Passage provided section start

1. Professor George Coyne, Astronomer, Vatican Observatory
2. Robin Collins, Professor of Philosophy
3. Dr Benjamin Carson, Paediatric Neurosurgeon
4. John Lennox, Oxford Professor of Mathematics
5. Francis Collins, National Human Genome Research Institute Director
6. John Polkinghorne, Cambridge Professor of Mathematical Physics
7. JP Moreland, Professor of Philosophy, Biola University
8. William Dembski, Research Professor of Philosophy
9. Dr Rowan Williams, Archbishop of Canterbury
10. Dinesh D’Souza, Hoover Research Fellow, Stanford
11. Dr Ravi Zacharias, Renowned Christian Apologist
12. Brian Leftow, Oxford Professor of the Philosophy of the Christian Religion
13. Dr William Lane Craig, Renowned Apologist and Philosopher
14. Nicholas Saunders, Science and Religion Scholar, Cambridge
15. NT Wright, Leading New Testament Scholar
16. Alvin Plantinga, Notre Dame Professor of Philosophy
17. Alistair McGrath, Oxford Professor of Historical Theology
18. Freeman Dyson, Physicist, Institute for Advanced Study, Princeton
19. RJ Berry, Professor of Genetics, UCL
20. Denys Turner, Yale Professor of Historical Theology
Well it appears you have rounded up every last one of them, but given the world population, and the academic population of the world, the turnout is pretty weak.
There is nothing duller in the world than listening to believers talk about god in relation to science. God bring absolutely nothing to the discussion. It is a debate anchored in the idea that believers must be placated and coddled in their silly notions and somehow made to feel that their ideas are worthy of the same respect as ideas based on a naturalistic view. The debate then turns into a death spiral about the nature of belief and how important it is to people…blah blah blah.

Passage provided section end
Given entries section start

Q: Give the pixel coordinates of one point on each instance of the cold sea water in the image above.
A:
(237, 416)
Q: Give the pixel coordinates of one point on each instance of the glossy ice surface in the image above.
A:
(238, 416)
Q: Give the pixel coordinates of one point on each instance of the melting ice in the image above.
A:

Given entries section end

# [Required actions]
1 – Copy the passage from "There is nothing" to "people…blah blah blah.", swapping "debate" for "argument".
2 – Translate this sentence from the passage into Spanish: "There is nothing duller in the world than listening to believers talk about god in relation to science."
The lines after the passage are separate material and not part of it.

# [Activity answers]
1 –
There is nothing duller in the world than listening to believers talk about god in relation to science. God bring absolutely nothing to the discussion. It is a argument anchored in the idea that believers must be placated and coddled in their silly notions and somehow made to feel that their ideas are worthy of the same respect as ideas based on a naturalistic view. The argument then turns into a death spiral about the nature of belief and how important it is to people…blah blah blah.

2 – No hay nada más aburrido en el mundo que escuchar a los creyentes hablar de dios en relación con la ciencia.